▸ What this task involves
Reproduce, word for word, every line starting at the line that contains "Query: white logo on dumpster" and ending with the final line of the entries.

======== Supplied material ========

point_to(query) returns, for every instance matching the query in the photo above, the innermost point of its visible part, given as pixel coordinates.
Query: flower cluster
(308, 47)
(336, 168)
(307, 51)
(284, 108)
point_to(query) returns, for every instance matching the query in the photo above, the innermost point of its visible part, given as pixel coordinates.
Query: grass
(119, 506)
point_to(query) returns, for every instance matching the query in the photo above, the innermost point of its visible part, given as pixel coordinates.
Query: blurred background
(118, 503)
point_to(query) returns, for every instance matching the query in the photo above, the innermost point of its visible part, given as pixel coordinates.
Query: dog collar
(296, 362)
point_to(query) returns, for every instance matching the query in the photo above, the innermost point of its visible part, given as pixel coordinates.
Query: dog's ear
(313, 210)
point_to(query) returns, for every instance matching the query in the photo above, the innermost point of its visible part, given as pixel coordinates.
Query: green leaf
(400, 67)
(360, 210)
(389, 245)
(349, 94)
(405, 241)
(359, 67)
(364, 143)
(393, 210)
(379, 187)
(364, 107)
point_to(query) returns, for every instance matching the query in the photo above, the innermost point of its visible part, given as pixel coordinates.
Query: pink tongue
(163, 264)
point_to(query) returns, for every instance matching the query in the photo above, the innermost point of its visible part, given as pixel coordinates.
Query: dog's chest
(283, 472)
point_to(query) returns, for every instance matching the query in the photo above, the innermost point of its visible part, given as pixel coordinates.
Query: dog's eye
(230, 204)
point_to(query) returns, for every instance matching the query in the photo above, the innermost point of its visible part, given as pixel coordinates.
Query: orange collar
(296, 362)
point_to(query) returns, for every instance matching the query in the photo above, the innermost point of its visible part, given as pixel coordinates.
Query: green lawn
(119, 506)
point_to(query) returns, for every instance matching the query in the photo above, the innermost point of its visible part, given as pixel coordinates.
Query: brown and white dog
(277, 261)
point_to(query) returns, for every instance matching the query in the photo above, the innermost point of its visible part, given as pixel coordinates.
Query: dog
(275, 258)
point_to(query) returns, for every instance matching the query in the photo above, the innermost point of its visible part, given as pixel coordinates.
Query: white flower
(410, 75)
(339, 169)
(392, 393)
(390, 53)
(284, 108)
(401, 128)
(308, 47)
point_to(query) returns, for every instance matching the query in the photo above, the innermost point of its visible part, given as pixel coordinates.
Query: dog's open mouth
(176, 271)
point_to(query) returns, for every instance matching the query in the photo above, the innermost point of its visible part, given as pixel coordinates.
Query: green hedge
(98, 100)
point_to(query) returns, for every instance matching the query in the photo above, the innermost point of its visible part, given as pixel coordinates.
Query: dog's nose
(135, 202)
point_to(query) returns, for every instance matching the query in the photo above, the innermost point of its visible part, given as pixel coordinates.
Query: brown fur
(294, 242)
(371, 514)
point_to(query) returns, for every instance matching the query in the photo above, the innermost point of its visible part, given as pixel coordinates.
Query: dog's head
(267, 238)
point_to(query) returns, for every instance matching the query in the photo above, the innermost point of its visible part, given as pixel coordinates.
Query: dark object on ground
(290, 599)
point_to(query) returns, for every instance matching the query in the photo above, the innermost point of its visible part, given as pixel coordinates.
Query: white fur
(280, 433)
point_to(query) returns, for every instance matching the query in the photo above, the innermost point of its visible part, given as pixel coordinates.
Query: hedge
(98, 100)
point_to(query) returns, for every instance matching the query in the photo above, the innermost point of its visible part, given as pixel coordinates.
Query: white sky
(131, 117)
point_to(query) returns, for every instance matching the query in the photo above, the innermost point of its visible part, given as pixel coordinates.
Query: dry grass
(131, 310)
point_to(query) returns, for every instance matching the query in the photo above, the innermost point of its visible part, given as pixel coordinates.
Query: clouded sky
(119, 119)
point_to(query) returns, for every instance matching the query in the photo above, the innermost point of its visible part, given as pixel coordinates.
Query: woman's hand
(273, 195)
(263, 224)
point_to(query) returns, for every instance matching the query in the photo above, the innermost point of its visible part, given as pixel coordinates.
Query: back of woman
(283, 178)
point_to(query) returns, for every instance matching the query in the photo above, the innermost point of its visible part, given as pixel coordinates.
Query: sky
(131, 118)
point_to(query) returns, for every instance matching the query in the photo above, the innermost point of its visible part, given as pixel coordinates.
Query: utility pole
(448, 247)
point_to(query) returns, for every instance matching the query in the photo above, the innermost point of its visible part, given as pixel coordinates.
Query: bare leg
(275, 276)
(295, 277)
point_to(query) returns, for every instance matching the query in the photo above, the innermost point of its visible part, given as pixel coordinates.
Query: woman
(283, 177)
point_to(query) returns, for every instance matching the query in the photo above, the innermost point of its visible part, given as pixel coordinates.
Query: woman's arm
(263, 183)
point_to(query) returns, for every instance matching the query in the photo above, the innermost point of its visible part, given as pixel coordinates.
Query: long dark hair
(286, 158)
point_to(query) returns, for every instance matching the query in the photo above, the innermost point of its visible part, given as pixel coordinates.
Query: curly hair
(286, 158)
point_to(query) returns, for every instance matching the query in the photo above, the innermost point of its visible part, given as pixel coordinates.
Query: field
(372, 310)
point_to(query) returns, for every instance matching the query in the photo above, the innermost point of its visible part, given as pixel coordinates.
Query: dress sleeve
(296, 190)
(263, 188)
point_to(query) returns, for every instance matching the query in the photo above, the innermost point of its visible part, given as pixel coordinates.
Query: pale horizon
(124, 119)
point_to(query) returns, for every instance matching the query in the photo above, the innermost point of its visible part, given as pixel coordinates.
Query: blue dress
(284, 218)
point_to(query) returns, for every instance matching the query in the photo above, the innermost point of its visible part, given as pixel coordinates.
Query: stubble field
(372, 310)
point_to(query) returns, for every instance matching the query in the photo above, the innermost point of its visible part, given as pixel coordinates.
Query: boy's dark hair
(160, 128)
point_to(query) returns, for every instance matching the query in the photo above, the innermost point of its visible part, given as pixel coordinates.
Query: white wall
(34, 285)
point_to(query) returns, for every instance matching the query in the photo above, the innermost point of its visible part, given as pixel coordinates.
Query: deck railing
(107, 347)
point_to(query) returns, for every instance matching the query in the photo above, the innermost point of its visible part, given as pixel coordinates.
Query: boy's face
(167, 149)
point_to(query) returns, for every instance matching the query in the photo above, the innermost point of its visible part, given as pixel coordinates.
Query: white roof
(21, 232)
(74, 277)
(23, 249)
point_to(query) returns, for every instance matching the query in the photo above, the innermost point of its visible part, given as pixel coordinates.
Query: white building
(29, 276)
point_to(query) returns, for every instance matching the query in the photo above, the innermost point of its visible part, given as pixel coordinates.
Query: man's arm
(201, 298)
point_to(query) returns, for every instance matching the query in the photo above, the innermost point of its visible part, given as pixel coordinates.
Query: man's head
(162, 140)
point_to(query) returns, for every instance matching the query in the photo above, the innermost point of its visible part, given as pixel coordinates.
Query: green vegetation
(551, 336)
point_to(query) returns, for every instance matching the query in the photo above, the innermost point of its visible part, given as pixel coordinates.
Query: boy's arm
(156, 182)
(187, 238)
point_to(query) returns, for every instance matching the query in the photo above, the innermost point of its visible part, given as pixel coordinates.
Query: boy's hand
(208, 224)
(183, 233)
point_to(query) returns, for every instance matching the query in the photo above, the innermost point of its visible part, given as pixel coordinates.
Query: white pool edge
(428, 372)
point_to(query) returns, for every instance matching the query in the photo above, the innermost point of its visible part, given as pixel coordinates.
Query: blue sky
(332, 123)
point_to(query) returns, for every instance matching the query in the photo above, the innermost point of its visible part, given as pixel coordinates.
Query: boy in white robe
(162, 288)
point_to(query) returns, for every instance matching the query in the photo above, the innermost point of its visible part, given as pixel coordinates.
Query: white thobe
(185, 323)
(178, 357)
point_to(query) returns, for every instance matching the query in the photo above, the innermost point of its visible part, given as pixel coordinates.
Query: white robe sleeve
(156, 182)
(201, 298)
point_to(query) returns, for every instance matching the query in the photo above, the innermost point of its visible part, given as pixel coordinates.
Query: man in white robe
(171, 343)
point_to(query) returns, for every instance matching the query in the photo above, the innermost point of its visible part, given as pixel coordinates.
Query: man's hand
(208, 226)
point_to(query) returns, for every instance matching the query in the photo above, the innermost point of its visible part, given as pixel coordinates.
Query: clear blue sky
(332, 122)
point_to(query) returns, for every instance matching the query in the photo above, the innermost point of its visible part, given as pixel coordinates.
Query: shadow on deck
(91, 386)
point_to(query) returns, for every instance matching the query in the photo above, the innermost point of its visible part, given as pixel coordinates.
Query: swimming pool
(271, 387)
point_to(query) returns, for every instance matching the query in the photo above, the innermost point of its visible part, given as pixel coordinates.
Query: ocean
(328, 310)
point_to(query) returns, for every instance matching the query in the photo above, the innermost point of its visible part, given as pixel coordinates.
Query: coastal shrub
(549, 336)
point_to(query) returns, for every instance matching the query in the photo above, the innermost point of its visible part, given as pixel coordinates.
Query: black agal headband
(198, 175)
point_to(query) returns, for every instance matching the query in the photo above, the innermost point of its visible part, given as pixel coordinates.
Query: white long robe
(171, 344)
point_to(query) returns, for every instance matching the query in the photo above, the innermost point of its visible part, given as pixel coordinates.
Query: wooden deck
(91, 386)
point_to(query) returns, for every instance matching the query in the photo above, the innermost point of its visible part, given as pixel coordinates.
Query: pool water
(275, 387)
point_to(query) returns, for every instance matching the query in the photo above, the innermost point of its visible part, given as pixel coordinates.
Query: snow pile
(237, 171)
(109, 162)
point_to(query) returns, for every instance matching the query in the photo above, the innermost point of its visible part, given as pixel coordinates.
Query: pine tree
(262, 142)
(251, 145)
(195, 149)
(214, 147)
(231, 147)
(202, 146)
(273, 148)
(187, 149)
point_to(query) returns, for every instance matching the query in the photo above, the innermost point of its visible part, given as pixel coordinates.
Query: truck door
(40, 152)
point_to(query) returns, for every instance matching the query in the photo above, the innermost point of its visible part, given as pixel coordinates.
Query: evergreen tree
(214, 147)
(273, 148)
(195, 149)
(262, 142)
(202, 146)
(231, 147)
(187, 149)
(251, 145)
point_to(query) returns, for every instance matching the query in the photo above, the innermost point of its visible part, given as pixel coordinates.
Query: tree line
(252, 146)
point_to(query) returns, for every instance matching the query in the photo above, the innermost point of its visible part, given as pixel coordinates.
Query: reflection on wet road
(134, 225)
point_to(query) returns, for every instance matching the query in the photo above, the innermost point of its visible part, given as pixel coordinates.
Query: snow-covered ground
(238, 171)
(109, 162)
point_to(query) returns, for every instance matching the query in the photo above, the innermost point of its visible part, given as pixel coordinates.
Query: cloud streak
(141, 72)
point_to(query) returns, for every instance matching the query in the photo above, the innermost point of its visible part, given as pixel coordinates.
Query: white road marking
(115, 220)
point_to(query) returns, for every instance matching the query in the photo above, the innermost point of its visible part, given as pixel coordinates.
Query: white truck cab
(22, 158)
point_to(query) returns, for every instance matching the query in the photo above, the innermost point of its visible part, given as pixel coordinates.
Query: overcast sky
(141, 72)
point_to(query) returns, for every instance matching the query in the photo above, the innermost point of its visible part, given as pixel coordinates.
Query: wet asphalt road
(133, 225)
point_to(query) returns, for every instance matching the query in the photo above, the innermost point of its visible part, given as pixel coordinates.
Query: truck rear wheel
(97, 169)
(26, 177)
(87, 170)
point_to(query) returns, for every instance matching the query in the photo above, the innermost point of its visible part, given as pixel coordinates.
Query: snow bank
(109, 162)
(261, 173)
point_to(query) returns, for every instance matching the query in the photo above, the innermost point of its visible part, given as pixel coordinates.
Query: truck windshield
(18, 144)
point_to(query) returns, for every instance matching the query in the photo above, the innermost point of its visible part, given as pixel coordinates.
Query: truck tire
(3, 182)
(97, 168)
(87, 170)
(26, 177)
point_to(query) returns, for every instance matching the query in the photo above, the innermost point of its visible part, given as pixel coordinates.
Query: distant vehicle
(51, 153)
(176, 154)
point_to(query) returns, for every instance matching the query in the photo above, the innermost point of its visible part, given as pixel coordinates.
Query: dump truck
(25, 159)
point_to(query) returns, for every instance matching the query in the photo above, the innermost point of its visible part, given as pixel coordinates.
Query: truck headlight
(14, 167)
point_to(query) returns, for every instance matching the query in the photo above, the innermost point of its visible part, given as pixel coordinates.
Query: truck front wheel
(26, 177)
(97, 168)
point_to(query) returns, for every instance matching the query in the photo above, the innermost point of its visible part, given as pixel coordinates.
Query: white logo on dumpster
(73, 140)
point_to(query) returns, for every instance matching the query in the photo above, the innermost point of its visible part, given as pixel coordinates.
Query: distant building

========

▸ Response area
Query: white logo on dumpster
(73, 140)
point_to(query) returns, for every instance matching the query in the photo above, the innermost point of its visible part, given as pixel coordinates.
Query: distant building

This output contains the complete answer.